>>>>

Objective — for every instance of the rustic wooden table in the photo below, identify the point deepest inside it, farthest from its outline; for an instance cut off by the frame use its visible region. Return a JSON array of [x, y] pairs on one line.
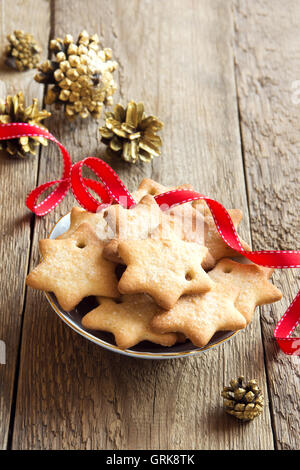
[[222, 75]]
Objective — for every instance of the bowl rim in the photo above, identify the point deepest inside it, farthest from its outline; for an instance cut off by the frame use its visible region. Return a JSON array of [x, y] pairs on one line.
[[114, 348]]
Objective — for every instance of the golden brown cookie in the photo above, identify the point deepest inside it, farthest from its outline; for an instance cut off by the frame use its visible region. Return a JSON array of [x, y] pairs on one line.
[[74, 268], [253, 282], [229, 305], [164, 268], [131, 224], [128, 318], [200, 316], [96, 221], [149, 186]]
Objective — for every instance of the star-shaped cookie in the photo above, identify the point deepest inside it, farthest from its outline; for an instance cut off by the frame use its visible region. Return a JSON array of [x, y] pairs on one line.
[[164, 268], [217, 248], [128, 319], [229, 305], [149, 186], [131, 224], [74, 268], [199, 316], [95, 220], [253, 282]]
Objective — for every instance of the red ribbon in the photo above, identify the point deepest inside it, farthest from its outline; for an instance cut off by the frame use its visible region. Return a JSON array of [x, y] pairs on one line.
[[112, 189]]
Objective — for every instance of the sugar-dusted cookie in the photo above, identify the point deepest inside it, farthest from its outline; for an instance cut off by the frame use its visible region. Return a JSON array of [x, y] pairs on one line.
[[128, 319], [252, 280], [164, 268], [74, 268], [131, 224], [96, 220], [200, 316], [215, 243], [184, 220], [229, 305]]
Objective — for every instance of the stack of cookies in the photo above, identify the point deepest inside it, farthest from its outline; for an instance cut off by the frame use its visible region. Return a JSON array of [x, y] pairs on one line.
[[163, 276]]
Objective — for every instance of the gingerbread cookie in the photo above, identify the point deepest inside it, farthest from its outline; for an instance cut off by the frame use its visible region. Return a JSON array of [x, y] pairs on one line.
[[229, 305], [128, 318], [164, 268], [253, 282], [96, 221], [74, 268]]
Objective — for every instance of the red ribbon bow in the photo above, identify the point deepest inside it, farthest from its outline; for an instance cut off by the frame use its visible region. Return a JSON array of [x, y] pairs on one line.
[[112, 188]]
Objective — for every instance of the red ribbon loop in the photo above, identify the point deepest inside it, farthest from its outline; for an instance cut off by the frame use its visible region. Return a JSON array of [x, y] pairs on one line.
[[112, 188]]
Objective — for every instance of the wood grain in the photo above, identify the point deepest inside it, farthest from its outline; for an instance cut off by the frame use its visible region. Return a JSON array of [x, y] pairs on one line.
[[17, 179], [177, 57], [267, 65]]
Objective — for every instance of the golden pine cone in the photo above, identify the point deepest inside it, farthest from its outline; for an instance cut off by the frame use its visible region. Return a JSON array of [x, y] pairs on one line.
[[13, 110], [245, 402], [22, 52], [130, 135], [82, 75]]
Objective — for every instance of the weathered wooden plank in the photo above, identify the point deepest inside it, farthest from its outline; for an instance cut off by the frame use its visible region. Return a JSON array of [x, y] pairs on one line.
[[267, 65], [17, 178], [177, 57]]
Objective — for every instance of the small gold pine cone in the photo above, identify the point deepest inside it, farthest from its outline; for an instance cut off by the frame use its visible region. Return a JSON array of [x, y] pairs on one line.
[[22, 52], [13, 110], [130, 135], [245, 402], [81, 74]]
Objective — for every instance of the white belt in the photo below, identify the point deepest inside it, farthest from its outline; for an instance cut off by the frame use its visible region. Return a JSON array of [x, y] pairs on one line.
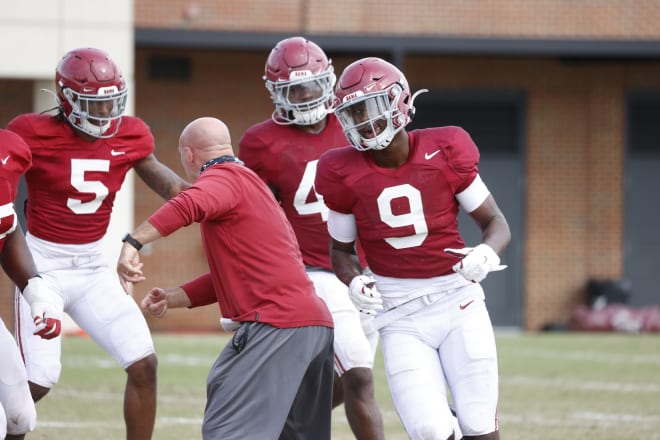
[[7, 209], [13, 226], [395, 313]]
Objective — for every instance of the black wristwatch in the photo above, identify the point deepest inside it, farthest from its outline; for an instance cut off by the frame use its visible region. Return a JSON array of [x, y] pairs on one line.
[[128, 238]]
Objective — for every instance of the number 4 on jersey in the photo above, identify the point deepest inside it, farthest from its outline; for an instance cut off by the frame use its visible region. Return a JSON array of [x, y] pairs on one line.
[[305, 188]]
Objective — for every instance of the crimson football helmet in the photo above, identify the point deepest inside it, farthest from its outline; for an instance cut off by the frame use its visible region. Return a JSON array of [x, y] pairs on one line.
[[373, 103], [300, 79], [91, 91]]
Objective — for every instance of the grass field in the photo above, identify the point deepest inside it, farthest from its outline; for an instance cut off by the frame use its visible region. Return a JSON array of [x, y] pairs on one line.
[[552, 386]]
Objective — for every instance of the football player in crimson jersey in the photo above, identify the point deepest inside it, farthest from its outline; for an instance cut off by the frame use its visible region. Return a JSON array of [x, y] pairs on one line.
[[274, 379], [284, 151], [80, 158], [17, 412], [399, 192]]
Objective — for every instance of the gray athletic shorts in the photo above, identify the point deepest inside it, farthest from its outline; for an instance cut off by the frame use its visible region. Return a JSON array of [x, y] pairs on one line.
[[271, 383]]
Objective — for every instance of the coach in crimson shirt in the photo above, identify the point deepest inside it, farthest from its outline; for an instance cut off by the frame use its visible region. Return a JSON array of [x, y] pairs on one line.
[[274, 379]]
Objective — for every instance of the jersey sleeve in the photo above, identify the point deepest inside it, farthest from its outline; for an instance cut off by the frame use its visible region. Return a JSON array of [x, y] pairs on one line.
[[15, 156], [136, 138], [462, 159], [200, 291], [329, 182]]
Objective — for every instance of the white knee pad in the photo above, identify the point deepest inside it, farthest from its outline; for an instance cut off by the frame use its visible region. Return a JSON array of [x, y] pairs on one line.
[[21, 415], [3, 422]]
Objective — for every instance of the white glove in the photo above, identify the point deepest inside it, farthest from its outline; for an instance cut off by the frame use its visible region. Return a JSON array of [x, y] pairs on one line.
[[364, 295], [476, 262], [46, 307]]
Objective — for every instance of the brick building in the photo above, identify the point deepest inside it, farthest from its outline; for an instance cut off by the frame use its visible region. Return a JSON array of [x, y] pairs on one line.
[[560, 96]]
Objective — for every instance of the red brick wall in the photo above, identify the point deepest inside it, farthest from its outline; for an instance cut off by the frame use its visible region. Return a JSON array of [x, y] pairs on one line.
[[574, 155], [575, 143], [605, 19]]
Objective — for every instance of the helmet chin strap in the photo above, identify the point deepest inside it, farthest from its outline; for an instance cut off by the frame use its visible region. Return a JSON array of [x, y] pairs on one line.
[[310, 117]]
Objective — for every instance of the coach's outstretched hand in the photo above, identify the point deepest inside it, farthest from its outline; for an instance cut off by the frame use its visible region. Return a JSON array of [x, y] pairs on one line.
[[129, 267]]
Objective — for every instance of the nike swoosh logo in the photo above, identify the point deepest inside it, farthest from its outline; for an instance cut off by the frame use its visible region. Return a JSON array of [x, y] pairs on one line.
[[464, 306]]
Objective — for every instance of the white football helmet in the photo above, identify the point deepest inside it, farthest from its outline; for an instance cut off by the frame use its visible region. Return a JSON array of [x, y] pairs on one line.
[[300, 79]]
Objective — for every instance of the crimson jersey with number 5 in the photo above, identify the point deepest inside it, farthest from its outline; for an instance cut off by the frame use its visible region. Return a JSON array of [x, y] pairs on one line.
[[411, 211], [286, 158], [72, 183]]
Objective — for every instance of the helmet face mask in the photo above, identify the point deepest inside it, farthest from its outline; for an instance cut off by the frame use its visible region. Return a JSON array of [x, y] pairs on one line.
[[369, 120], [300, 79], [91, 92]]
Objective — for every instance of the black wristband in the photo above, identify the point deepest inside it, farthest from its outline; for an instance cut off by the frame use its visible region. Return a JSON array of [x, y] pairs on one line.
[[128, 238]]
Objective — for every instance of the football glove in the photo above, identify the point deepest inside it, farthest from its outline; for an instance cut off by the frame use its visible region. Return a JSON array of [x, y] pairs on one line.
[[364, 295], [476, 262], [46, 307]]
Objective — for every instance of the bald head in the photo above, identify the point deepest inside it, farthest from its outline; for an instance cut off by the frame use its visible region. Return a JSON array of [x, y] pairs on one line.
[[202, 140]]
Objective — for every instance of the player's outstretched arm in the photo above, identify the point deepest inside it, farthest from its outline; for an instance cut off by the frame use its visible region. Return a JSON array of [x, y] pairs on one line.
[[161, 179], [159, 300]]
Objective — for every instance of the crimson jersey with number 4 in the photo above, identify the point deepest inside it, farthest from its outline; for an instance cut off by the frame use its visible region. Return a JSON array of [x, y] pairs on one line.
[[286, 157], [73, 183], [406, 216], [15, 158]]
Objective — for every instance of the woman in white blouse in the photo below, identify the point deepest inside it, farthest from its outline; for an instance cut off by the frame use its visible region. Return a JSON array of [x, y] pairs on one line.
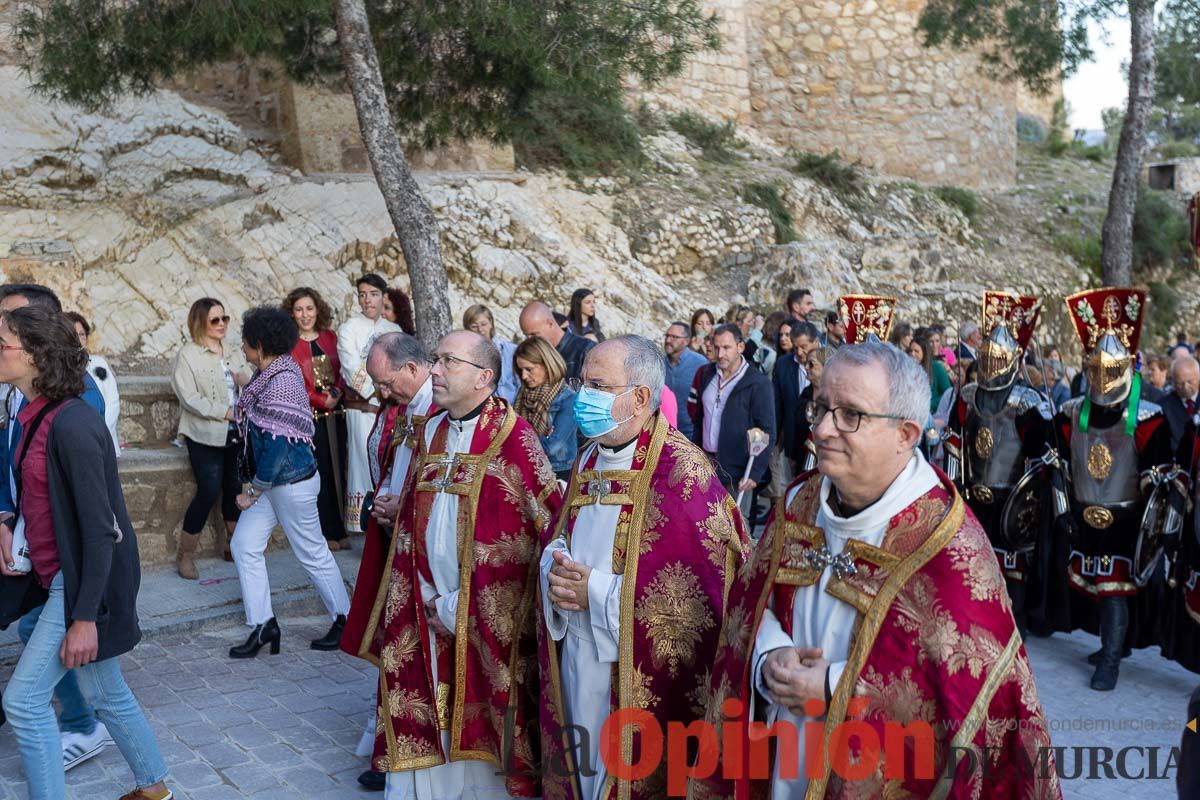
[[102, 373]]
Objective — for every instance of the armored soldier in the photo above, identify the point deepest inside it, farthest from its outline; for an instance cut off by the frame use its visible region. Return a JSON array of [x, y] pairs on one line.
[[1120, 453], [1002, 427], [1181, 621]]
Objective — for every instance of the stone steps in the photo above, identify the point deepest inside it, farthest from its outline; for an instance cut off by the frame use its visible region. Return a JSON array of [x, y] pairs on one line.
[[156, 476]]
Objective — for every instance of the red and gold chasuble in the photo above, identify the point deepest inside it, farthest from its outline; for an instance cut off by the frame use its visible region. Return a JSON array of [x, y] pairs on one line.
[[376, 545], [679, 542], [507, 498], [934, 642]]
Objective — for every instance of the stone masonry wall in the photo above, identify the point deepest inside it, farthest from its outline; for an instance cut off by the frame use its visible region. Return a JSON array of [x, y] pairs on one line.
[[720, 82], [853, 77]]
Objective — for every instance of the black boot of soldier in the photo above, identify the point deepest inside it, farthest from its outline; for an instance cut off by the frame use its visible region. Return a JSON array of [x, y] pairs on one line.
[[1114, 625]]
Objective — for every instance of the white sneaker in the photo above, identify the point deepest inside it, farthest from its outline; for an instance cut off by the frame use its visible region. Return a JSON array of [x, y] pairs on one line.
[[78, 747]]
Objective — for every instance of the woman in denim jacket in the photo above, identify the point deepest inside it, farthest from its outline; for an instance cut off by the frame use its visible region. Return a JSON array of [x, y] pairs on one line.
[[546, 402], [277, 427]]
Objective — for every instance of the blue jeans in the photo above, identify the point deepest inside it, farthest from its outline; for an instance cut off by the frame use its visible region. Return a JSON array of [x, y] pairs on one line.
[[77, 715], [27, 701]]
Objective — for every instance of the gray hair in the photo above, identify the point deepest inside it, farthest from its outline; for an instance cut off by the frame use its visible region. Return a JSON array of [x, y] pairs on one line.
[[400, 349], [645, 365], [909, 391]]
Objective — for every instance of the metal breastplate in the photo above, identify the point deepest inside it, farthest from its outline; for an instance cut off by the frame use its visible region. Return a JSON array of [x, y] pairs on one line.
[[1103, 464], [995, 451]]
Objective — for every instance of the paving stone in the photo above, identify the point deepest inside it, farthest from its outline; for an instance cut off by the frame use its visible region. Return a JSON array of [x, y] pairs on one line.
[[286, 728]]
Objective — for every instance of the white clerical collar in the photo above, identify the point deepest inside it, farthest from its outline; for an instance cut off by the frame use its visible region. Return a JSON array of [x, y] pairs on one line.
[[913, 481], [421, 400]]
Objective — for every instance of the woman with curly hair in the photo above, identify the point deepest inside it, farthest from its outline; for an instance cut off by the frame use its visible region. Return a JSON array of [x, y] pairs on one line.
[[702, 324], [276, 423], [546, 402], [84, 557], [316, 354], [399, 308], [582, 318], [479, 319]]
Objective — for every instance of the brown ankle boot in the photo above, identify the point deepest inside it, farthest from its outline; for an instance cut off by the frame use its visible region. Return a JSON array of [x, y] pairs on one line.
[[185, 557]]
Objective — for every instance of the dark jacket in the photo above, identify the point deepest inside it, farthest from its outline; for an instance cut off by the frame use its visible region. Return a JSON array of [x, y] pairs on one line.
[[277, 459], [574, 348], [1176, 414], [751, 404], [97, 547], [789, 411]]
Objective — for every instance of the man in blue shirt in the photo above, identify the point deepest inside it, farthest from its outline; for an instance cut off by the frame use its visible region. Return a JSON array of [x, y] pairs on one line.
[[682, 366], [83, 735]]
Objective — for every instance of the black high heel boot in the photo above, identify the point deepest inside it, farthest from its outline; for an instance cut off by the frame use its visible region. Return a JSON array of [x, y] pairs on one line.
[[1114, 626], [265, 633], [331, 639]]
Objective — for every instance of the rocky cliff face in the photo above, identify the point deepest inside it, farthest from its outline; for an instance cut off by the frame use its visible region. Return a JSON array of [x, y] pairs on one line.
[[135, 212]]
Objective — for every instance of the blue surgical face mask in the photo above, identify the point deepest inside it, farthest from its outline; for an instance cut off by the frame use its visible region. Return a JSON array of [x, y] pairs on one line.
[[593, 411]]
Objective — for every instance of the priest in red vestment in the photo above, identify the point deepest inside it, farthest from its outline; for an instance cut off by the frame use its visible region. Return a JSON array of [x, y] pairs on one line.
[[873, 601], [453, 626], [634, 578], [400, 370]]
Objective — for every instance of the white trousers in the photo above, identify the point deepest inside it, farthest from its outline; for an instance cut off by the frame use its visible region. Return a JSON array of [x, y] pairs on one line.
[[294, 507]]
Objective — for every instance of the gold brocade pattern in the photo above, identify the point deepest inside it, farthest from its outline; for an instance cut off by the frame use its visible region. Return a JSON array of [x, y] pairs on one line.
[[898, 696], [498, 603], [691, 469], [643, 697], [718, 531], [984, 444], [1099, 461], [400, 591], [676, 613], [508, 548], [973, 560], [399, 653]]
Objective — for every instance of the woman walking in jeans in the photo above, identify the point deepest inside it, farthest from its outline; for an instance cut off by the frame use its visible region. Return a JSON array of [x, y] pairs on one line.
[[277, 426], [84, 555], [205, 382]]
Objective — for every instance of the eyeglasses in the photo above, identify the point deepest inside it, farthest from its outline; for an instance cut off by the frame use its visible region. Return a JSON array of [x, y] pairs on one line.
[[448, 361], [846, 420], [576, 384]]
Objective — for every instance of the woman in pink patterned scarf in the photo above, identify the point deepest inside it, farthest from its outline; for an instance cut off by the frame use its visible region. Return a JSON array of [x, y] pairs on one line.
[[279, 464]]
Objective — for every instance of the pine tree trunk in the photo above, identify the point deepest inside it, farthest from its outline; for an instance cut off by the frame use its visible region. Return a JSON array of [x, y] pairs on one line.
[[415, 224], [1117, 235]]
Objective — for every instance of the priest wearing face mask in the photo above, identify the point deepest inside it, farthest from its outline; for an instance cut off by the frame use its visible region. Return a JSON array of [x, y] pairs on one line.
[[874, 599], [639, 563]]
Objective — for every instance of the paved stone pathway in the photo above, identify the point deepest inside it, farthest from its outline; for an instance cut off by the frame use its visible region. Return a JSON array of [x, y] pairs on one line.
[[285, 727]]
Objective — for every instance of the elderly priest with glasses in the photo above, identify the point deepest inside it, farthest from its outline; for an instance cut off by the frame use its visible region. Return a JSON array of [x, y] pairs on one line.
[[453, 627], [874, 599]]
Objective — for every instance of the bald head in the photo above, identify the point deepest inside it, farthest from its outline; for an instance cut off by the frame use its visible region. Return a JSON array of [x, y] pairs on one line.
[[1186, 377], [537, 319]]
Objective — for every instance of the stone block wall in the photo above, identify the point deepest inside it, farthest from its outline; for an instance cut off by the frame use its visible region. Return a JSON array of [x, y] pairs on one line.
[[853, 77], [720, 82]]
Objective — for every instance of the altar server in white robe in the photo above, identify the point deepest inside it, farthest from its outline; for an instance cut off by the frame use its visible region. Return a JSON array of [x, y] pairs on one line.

<<<<

# To do
From the line containing "Objective — for every instance of the paved" through the final line of the listing above, retype every line exactly; leave out everything else.

# Answer for this exercise
Objective — for every instance of the paved stone pathway in the photo above, identify the point deepest inside it, farthest from its outline; for an instance cut off by the frame use its visible region. Return a JSON array of [x, y] pairs on one line.
[[285, 727]]
Objective — for every instance of the elderly priest with glasses in the photo above, identify the point deepest inside it, farthest from its outline; for an instance cut off by the frame use its visible region. Return a JSON array of [x, y] pairs on one line.
[[453, 627], [874, 599]]
Objective — for every instance of the bald head in the photo above, identify the point deepest inside it, farthest from its outline; for an instance cut off by the frame use its visible region. Return a JSON array of [x, y] pairs on one line.
[[1186, 377], [537, 319]]
Objective — for every instance of the stone block wall in the photo above, identify the point deepest inside it, farthest from its outline; for an instance cut off by the frame use its visible region. Return a JSON array of [x, y] pairs on one line.
[[853, 77], [720, 82]]
Objective — for every instance of the altar server in white robe in the photo above, identify the point deepest inside it, farthest from its outline; for an instance cut off by the frame use its visible region. Return a JSON array of [x, y] pairs on one line.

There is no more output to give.